- **Material for this exercise**:
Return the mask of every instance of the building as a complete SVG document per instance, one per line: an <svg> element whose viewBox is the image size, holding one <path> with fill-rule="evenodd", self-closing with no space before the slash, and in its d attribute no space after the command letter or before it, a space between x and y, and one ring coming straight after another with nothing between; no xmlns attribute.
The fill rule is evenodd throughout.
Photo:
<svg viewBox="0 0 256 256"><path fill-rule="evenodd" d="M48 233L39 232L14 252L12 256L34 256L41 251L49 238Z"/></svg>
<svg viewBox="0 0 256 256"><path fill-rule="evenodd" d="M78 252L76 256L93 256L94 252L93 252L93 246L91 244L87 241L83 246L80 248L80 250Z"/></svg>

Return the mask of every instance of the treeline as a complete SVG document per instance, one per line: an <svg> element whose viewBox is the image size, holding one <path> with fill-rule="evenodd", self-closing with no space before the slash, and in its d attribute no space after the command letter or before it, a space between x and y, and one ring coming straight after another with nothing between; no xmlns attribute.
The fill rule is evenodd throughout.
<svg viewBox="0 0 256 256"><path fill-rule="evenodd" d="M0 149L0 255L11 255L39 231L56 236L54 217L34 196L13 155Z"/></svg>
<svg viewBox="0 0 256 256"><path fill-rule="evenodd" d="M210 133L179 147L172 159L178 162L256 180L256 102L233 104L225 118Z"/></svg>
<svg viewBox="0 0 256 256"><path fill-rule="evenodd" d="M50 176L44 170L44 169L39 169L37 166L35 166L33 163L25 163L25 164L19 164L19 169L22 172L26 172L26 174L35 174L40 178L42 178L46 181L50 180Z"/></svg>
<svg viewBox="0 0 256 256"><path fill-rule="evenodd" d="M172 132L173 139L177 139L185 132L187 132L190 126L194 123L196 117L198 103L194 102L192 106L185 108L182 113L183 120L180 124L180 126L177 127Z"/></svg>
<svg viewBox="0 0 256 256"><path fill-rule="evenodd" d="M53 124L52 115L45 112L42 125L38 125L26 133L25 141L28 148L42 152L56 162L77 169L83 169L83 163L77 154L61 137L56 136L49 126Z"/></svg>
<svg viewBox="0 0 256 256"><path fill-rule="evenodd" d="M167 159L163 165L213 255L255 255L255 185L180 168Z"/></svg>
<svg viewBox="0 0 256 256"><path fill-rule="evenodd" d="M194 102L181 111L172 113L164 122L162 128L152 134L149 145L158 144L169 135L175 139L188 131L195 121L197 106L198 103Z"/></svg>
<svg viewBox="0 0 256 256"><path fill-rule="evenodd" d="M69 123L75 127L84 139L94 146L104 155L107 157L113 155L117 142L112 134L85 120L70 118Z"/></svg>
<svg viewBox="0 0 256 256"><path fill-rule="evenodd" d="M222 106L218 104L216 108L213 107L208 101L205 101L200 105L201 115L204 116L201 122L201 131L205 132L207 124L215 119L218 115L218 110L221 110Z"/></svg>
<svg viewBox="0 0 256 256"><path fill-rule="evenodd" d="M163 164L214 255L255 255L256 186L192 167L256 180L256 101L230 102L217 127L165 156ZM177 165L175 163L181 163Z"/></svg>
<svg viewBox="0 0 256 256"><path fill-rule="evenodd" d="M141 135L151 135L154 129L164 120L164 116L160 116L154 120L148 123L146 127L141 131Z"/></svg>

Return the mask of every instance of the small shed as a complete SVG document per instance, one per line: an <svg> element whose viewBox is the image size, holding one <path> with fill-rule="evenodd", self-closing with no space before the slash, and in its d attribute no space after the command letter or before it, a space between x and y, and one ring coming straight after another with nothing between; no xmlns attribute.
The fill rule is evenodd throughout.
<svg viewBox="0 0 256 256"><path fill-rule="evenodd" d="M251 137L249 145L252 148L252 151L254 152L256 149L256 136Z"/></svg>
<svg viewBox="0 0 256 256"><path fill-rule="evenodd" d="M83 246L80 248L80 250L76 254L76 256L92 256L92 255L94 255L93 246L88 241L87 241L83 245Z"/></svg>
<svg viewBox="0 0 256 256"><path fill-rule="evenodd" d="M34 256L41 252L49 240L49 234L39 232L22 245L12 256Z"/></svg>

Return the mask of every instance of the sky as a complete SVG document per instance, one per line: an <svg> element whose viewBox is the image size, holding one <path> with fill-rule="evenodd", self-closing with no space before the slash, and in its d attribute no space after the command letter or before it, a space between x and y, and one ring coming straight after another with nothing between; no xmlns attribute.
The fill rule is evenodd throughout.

- **Task to carry out**:
Convert the records, beginning at the first line and ending after the line containing "233L39 232L14 252L12", into a Markdown table with the columns Row and Record line, one row per line and no rows for blank lines.

- **Exercise answer**:
| Row | Record line |
|---|---|
| 1 | Return the mask of every instance of the building as a complete SVG document per instance, one per line: an <svg> element whose viewBox is the image size, holding one <path> with fill-rule="evenodd", self-closing with no space before the slash, and in its d attribute no space after the command letter or before it, a space between x and y, and one ring coming straight after another with nothing between; no xmlns attribute. |
| 2 | The fill rule is evenodd throughout. |
| 3 | Photo: |
| 4 | <svg viewBox="0 0 256 256"><path fill-rule="evenodd" d="M48 233L39 232L14 252L12 256L34 256L41 251L49 238Z"/></svg> |